# Windows 10 upgrade bricked my gentoo [solved sorta]

## RayDude

I allowed the Windows 10 partition to upgrade my system last night. During the upgrade, the linux 3.X kernel started producing "Can't find CPU0" messages on boot followed by a core dump and flashing caps lock key.

The hardware is a core-i7-4XXX series (don't have the exact number memorized) in an ASUS laptop. I remember it being improperly identified as a Xeon processor when it used to boot before the upgrade.

The weird thing is: when I try grub's "safe mode" the kernel loads, but it can't find my Gentoo SSD, which is also a new issue.

I'll boot the system rescue CD tonight to figure out what's going on, but was wondering if any of you had this issue already.

Sorry for the lack of details but at work I can't log into a laptop at home I can't get to boot.

----------

## ct85711

can't say that I've encountered this issue yet on my system, as the last update my windows 10 found is from last week (besides the usual defender's trash).

I know windows loves to mark the hard drives as improperly shutdown making it so that linux won't mount the drives (it an effort to speed up startup times).

----------

## RayDude

 *ct85711 wrote:*   

> can't say that I've encountered this issue yet on my system, as the last update my windows 10 found is from last week (besides the usual defender's trash).
> 
> I know windows loves to mark the hard drives as improperly shutdown making it so that linux won't mount the drives (it an effort to speed up startup times).

 

Hmm. Didn't know about that. Thanks. I thought linux would just boot, do an FSCK and then continue on it's merry way...

I'll know more once I boot sys-rescue.

----------

## keet

 *ct85711 wrote:*   

> I know windows loves to mark the hard drives as improperly shutdown making it so that linux won't mount the drives (it an effort to speed up startup times).

**Data provided:**
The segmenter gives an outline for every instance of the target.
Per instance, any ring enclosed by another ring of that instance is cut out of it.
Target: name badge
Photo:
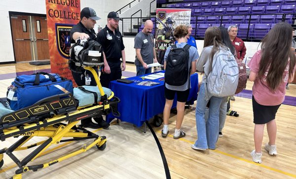
[[[85,76],[85,85],[89,85],[91,81],[91,79],[90,79],[90,77],[88,76],[88,74],[86,74],[86,76]]]
[[[112,39],[112,36],[111,36],[109,34],[108,34],[107,35],[107,39],[108,40],[111,40]]]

**What you will do:**
**A)** In the Windows 10 upgrade thread, what series of processor does RayDude's laptop have?
**B)** Retype the passage of the Windows 10 upgrade thread between "# Windows 10" and "before the upgrade.", inclusive.
The rows come from a separate source, unrelated to the Windows 10 upgrade thread.

**Per-task answers:**
**A)** A core-i7-4XXX series processor, in an ASUS laptop.

**B)**
# Windows 10 upgrade bricked my gentoo [solved sorta]

## RayDude

I allowed the Windows 10 partition to upgrade my system last night. During the upgrade, the linux 3.X kernel started producing "Can't find CPU0" messages on boot followed by a core dump and flashing caps lock key.

The hardware is a core-i7-4XXX series (don't have the exact number memorized) in an ASUS laptop. I remember it being improperly identified as a Xeon processor when it used to boot before the upgrade.